### [SET PROBLEM]
List every line of the items below as a numbered list, skipping any blank lines.

### [ITEMS]
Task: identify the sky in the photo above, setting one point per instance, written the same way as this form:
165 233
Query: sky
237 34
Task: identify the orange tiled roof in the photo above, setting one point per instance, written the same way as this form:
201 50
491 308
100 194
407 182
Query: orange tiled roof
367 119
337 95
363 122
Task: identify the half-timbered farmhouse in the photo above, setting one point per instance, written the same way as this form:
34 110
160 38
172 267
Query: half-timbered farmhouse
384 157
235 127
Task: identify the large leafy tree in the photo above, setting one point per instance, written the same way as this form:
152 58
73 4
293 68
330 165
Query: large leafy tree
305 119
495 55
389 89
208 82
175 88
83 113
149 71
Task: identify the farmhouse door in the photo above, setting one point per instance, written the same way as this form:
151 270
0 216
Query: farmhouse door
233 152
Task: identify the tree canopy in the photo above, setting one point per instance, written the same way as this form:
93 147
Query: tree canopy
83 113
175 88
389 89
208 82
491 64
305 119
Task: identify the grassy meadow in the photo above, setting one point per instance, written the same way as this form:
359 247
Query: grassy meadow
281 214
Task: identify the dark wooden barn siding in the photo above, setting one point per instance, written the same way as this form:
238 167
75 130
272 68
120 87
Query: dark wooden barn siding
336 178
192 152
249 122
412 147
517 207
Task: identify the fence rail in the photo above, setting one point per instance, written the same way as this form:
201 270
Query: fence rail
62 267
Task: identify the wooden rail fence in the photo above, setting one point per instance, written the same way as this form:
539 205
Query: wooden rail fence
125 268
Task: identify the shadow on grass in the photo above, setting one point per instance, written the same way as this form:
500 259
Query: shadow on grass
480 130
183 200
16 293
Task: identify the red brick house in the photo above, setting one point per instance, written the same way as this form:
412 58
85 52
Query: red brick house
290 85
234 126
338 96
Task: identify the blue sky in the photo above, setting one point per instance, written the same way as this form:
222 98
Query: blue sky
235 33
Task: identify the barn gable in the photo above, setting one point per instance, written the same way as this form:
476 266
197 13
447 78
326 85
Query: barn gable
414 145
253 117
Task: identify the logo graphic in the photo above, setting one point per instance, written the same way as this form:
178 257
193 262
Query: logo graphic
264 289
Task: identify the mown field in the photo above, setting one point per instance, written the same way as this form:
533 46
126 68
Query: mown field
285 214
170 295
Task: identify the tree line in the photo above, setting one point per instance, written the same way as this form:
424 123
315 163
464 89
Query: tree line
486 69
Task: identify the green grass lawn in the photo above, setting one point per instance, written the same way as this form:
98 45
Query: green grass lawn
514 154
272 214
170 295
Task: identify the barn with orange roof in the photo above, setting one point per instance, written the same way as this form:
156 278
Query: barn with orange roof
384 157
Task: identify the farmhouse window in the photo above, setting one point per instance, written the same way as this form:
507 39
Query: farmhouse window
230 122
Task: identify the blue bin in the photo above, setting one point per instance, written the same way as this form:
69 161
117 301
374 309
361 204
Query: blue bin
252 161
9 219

### [WRITTEN ANSWER]
1. Task: identify the sky in the photo above, setting one point per instance, written the same way as this form:
2. 165 233
3. Query: sky
4. 237 34
5. Task: identify the orange tiled roof in the photo above, setting one point per instance, written the same way as this form:
6. 201 50
7. 491 308
8. 100 194
9. 407 182
10. Query: orange tiled roof
11. 367 119
12. 337 95
13. 363 122
14. Task: identify the half-timbered farmhouse in the photo above, setting one point per instance, written the same way as this form:
15. 34 110
16. 160 38
17. 172 267
18. Query: half-timbered farmhouse
19. 384 157
20. 235 127
21. Task: identify the large leafy tree in the photo above, setting one point per instance, written the same way as this form:
22. 152 58
23. 73 4
24. 293 68
25. 330 165
26. Query: large leafy tree
27. 305 119
28. 495 55
29. 389 89
30. 208 82
31. 175 88
32. 83 113
33. 149 71
34. Task: identify the farmhouse door in the photo above, setting one point per instance, written the same way as this form:
35. 151 270
36. 0 216
37. Query: farmhouse door
38. 233 152
39. Task: identify the tree canopy in the photo above, setting one point per instance, written the same way as this form:
40. 93 147
41. Query: tree canopy
42. 83 113
43. 175 88
44. 389 89
45. 208 82
46. 491 64
47. 305 119
48. Task: identify the grassy meadow in the photo above, setting one point per instance, written the same way as this form:
49. 359 247
50. Query: grassy meadow
51. 281 214
52. Task: identify the dark wooden barn siding in the photo above, setting one point per instance, written the same way as this form:
53. 238 167
54. 75 130
55. 272 68
56. 120 87
57. Query: dark wooden barn siding
58. 336 178
59. 192 152
60. 249 122
61. 412 147
62. 517 207
63. Task: identify the fence rail in the photo above, setting one point per instance, written the same way as this form:
64. 201 270
65. Query: fence rail
66. 62 267
67. Task: identify the wooden rail fence in the photo above, setting one point per instance, written the same way as this form:
68. 539 205
69. Query: wooden rail fence
70. 125 268
71. Task: identify the shadow on grass in the photo above, setting one point per instance, written the same way as this form:
72. 500 259
73. Query: shadow on grass
74. 480 130
75. 183 200
76. 16 293
77. Task: identify the red brick house in the photo above, setting one point per instance, written the same way as this form:
78. 412 58
79. 85 52
80. Query: red brick house
81. 290 85
82. 234 126
83. 338 96
84. Task: identify the blue sky in the photo above, setting one point per instance, written the same way as this form:
85. 222 98
86. Query: blue sky
87. 235 33
88. Task: identify the barn gable in the photo above, setting one point per instance, written the same way as this form:
89. 476 266
90. 197 13
91. 447 78
92. 326 85
93. Query: barn gable
94. 414 145
95. 253 117
96. Task: identify the logo graphic in the photo above, setting one point per instance, written the same way as this form:
97. 178 257
98. 193 262
99. Query: logo graphic
100. 264 289
101. Task: identify the mown field in the photo above, setting one point per instance, written the same way as this form:
102. 533 46
103. 126 68
104. Query: mown field
105. 285 214
106. 170 295
107. Task: identify the tree line in the photo above, setting one point per instance, written the same way as this form:
108. 424 123
109. 315 163
110. 464 89
111. Query: tree line
112. 486 69
113. Task: identify the green grass lawn in the photo above, setting one point per instance, written the same way as this form:
114. 98 45
115. Query: green grass lawn
116. 514 154
117. 272 214
118. 170 295
119. Task: identify the barn with orange roof in the photo above, setting one point per instance, written the same way as this form:
120. 156 278
121. Query: barn with orange roof
122. 384 157
123. Task: identify the farmhouse window in the photo above, setting one point per instance, written the same way as this form:
124. 507 39
125. Query: farmhouse window
126. 230 122
127. Task: identify the blue bin in the photo above, setting one point per instance, written the same way as this form:
128. 69 161
129. 117 301
130. 374 309
131. 361 204
132. Query: blue bin
133. 252 161
134. 9 219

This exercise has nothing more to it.